# Information supplied
□ □ □ □ □ □ □

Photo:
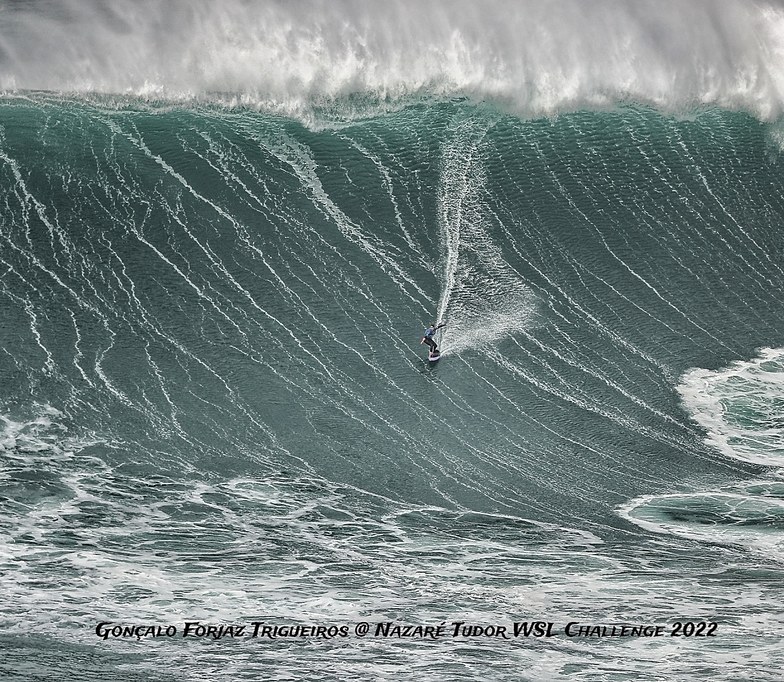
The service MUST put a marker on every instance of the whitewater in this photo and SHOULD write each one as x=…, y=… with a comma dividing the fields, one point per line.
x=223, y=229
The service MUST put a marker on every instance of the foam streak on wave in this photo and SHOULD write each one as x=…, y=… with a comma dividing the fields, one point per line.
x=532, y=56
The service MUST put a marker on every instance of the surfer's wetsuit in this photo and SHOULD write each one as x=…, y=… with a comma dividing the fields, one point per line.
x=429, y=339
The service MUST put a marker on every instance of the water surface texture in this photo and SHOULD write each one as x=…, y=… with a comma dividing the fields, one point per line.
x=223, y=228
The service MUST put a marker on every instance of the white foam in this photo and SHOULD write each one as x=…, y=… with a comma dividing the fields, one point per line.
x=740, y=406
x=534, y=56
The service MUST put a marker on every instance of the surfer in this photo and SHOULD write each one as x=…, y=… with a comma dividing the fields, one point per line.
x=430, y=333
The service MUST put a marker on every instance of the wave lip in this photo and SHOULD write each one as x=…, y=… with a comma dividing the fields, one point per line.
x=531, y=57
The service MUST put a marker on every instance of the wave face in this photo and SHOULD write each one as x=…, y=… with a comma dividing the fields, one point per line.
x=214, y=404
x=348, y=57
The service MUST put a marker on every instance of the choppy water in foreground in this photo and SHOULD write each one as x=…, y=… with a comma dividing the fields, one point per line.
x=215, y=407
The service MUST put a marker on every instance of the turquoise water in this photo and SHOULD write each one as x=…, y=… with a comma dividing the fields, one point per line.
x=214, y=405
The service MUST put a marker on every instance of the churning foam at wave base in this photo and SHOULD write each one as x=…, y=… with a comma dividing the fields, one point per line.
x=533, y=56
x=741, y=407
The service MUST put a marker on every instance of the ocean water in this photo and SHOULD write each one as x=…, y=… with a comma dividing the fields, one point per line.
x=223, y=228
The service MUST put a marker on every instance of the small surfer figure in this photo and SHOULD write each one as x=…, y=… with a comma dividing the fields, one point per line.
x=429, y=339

□ □ □ □ □ □ □

# About this task
Please, without any pictures, print each entry exactly.

# Exercise solution
Photo:
The service MUST put a marker on every instance of the whitewater in this photo and SHOULD write each one as x=…, y=… with a comma dividing the fields, one point per line.
x=223, y=229
The service MUST put a marker on every instance of the foam streak on wave in this photo and SHOULD write each one as x=…, y=… with a comma dividing the fields, one point per line.
x=532, y=56
The service MUST put a marker on every instance of the surfer's wetsuit in this photo and SHOULD write each one as x=…, y=… with a comma dividing the fields, one point per line.
x=429, y=339
The service MUST put a marker on every instance of the water surface texture in this photo and SHOULD write each one as x=…, y=… with a comma dividing the fields, one point per line.
x=223, y=228
The service MUST put a marker on every instance of the white foam in this photo and SHOULD write each one as x=…, y=… with a comma dividing the fields, one point per line.
x=740, y=406
x=534, y=56
The service MUST put a marker on every instance of the surfer in this photo and SHOULD write each one as x=…, y=… with a comma dividing the fields, one point per line.
x=430, y=333
The service MUST put a marker on every instance of the wave lip in this photo and SHOULD write each one as x=…, y=… with a comma dividing the fields, one point per line.
x=531, y=57
The service MUST put a marker on every instance of the wave face in this photo and SHOULD write each one as x=…, y=… with a comma dividing the fields, one point per line.
x=214, y=404
x=348, y=57
The service MUST put a marker on every instance of the choppy water in foreground in this photo and SHOULD write each one as x=…, y=… with a comma dividing the fields, one point per line.
x=215, y=407
The service MUST put a marker on every instance of the turquoise water in this photo and SHOULD write each one as x=…, y=… with a comma dividing the fields, one point per line.
x=214, y=405
The service MUST put a marker on every instance of the churning foam at wave base in this photo and SHOULD write each one as x=…, y=… with a comma dividing the fields, one point per line.
x=533, y=56
x=741, y=407
The service MUST put a marker on every instance of the ocean water in this photo and SHOULD write each one as x=…, y=… with a comma dividing the fields, one point per line.
x=223, y=228
The service MUST put a marker on every instance of the small surfer figure in this photo and SHOULD write each one as x=…, y=… with a comma dividing the fields, one point per line.
x=429, y=339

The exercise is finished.